◆ **本文**
□ □ □ □

また、ロール冷却法は、金属ロールでフィルム状にするもであり、例えばアモルファス等の薄板又は箔を製造するために用いられている。なお、ロール冷却法としては、例えば、「単ロールによる直接鋳造方法」(特開平1−313159号)等が開示されている。
【0003】
【発明が解決しようとする課題】
ロール冷却法により、鉄、ニッケル、希土類、磁性体、及びシリコーン系の溶融金属から粉末又はフレーク状の金属片(以下、単に薄材という)を製造すると、表面積が飛躍的に増大するため、周囲に酸素があると急速に酸化し発火するおそれがある。そのため、急冷薄材を製造するためには、真空中又は不活性ガス中で処理する必要がある。
【0004】
かかるロール冷却法による急冷薄材製造装置において、水冷ロールとノズル先端との隙間は、非常に重要であり、高品質の薄材を製造するためには、この隙間を精度よく一定に保持する必要がある。この隙間は、従来、例えば、ロールの軸中心を固定し、ノズル位置を計測してその差から測定していた。しかし、この計測手段では、冷えている時にロールとノズル間の隙間を固定しても、溶融金属の温度が高いためノズル寸法が熱膨張で変化し、製品である急冷薄帯やフレークの品質に直接影響する隙間(ロールとノズルの隙間)を精密測定できない問題点があった。

□ □ □ □

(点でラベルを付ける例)
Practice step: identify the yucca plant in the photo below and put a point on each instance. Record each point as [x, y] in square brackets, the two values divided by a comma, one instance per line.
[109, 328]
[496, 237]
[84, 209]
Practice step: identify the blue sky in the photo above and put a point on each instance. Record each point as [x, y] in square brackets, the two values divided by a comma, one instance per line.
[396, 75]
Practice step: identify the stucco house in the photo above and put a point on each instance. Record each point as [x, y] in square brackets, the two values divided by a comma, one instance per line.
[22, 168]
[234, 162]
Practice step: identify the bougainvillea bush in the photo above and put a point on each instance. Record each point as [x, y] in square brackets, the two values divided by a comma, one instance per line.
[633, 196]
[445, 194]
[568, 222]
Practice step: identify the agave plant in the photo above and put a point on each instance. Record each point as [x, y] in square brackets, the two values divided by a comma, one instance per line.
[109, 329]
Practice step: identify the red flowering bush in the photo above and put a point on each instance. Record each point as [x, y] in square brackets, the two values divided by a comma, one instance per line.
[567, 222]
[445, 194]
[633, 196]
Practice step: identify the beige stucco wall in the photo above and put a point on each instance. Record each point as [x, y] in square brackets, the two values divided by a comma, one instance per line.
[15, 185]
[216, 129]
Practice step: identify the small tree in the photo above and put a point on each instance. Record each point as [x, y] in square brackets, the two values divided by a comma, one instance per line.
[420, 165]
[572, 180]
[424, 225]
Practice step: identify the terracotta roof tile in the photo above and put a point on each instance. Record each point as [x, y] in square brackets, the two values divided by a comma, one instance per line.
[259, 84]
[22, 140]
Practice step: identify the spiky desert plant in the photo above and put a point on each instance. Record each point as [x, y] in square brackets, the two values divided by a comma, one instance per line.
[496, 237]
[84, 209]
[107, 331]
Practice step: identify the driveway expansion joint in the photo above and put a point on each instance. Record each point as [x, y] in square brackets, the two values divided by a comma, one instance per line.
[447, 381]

□ □ □ □

◆ **やること**
a: ロール冷却法についての本文にある「そのため、急冷薄材を製造するためには、真空中又は不活性ガス中で処理する必要がある。」という文を英語に訳してください。
b: 一覧の中で「stucco」という語を含む行がいくつあるか数えて、その数だけを答えてください。
この一覧は本文とは関係ありません。

◆ **答え**
a: Therefore, to produce rapidly cooled thin material, it must be processed in a vacuum or in an inert gas.

b: 2